DIRECTIONS FOR THIS TASK: Down to the final line, reproduce the entries that follow exactly.
*** Opening of EXERCISE DATA ***
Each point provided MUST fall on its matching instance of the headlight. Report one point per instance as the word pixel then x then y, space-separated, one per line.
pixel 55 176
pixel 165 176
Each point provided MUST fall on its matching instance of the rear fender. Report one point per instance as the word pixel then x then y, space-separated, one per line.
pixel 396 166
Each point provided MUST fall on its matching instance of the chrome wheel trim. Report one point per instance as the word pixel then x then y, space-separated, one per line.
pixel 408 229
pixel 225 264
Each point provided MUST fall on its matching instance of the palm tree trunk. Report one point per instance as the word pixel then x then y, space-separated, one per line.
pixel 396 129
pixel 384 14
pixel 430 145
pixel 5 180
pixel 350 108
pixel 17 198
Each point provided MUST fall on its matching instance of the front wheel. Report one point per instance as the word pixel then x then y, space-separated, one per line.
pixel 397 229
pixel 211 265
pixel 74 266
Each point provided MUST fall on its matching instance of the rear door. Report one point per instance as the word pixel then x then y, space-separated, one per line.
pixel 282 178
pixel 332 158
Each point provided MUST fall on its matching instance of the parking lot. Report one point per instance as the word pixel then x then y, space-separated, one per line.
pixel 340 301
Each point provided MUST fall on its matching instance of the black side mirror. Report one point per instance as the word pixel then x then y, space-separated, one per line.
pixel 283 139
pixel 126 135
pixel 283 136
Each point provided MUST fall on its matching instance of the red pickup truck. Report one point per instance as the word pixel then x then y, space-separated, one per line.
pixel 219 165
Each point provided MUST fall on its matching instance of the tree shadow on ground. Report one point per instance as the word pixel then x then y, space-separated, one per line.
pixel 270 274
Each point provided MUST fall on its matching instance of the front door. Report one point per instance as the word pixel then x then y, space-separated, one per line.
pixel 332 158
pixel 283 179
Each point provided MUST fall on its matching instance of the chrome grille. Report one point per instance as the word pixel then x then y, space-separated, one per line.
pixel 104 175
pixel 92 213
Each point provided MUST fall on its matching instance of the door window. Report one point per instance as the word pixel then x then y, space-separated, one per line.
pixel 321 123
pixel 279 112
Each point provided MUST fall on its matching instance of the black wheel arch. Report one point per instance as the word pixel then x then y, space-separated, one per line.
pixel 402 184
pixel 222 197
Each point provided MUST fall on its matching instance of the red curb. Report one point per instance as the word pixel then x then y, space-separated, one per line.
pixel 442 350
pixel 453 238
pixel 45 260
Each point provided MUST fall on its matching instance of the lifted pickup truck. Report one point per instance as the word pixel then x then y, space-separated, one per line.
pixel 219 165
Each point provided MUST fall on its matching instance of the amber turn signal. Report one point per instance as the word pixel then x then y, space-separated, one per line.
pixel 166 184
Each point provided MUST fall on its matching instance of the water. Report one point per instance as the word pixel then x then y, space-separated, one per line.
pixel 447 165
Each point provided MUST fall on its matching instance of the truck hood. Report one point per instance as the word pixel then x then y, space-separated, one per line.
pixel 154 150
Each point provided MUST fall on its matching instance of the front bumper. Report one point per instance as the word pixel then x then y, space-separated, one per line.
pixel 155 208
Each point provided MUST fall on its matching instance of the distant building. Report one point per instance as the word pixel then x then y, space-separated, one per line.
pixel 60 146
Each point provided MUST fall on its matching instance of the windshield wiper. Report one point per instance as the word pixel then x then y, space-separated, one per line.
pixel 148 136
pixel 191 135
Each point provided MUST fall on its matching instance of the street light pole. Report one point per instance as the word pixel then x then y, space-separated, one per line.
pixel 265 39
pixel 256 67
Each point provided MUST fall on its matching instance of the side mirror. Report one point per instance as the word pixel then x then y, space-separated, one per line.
*** Close of EXERCISE DATA ***
RESULT:
Each point provided MUST fall on its matching instance of the headlight. Report one point per instance as the word pixel then x then y, space-separated, one per line.
pixel 55 176
pixel 165 176
Each point provided MUST fall on its matching instance of the rear fender. Report one point per instance as the word pixel then x then y, space-separated, one per line.
pixel 396 166
Each point provided MUST fall on its matching instance of the chrome wheel trim. Report one point per instance as the word pixel then x then y, space-separated, one per line.
pixel 408 229
pixel 225 264
Each point provided MUST fall on its matching instance of the palm tree trunk. Report one point per instance as the word pixel then x then y, space-separated, one per line.
pixel 396 129
pixel 384 14
pixel 430 145
pixel 5 180
pixel 350 108
pixel 17 198
Each point provided MUST fall on its matching instance of the front wheel. Report one point per instance as the word pixel then x then y, space-separated, one per line.
pixel 397 229
pixel 211 265
pixel 74 266
Each point provided MUST fall on its matching instance of the rear door. Report one point per instance as the word pixel then x then y, space-separated, one per line.
pixel 282 178
pixel 332 158
Each point provided MUST fall on its matching instance of the parking lot. Report one point per instance as the word pixel then x then y, space-separated, one per line.
pixel 340 301
Each point provided MUST fall on its matching instance of the black side mirror. Report one point per instance as the word pixel then x then y, space-separated, one per line.
pixel 283 139
pixel 126 135
pixel 283 136
Each point provided MUST fall on its matching instance of the red pickup truck. Report one point per instance as the word pixel then x then y, space-separated, one per line.
pixel 219 165
Each point provided MUST fall on its matching instance of the tree shadow on ground. Report one point per instance as the word pixel then x then y, space-separated, one per line.
pixel 270 274
Each point provided MUST fall on its matching instance of the front door. Report one point per instance as the word pixel then x then y, space-separated, one per line.
pixel 332 158
pixel 283 179
Each point provided MUST fall on its matching instance of the chrome grille. Report one point per instance as the word pixel then x then y, space-separated, one per line.
pixel 104 175
pixel 92 213
Each point provided MUST fall on its matching instance of the door window. Report one point per instance as the word pixel then x then y, space-separated, one per line.
pixel 321 123
pixel 279 112
Each point provided MUST fall on its matching instance of the black wheel arch. Report one point per instance as the word pixel then x then y, space-separated, one per line.
pixel 402 184
pixel 222 197
Each point provided MUST fall on its matching instance of the red curb. Report one point per instance as the word pixel then x then y, space-separated, one per line.
pixel 442 350
pixel 453 238
pixel 45 260
Each point provided MUST fall on its matching instance of the lifted pickup truck. Report one point per instance as the word pixel then x then y, space-separated, one per line.
pixel 219 165
Each point provided MUST fall on its matching instance of the amber turn signal. Report one point per instance as the word pixel then x then y, space-separated, one per line.
pixel 166 184
Each point provided MUST fall on its matching instance of the water. Report one point per instance as the word pixel then x then y, space-separated, one per line.
pixel 447 165
Each point provided MUST fall on its matching instance of the truck hood. Report one point per instance as the word pixel then x then y, space-separated, one per line.
pixel 154 150
Each point provided MUST fall on its matching instance of the front bumper. Report one point per instance as the word pixel then x then y, space-separated, one per line.
pixel 155 208
Each point provided MUST fall on its matching instance of the distant building. Report one point per instance as the word pixel then x then y, space-separated, one per line.
pixel 60 146
Each point provided MUST fall on its matching instance of the windshield wiper. Report one point per instance as the word pixel then x then y, space-separated, one per line.
pixel 148 136
pixel 191 135
Each point provided MUST fall on its matching instance of the street light pole. Report one point per instance as the word pixel then x then y, space-separated, one per line.
pixel 265 39
pixel 256 67
Each point provided MUST fall on its matching instance of the side mirror. Report one point per instance as the word pixel then x then y, space-separated, one per line.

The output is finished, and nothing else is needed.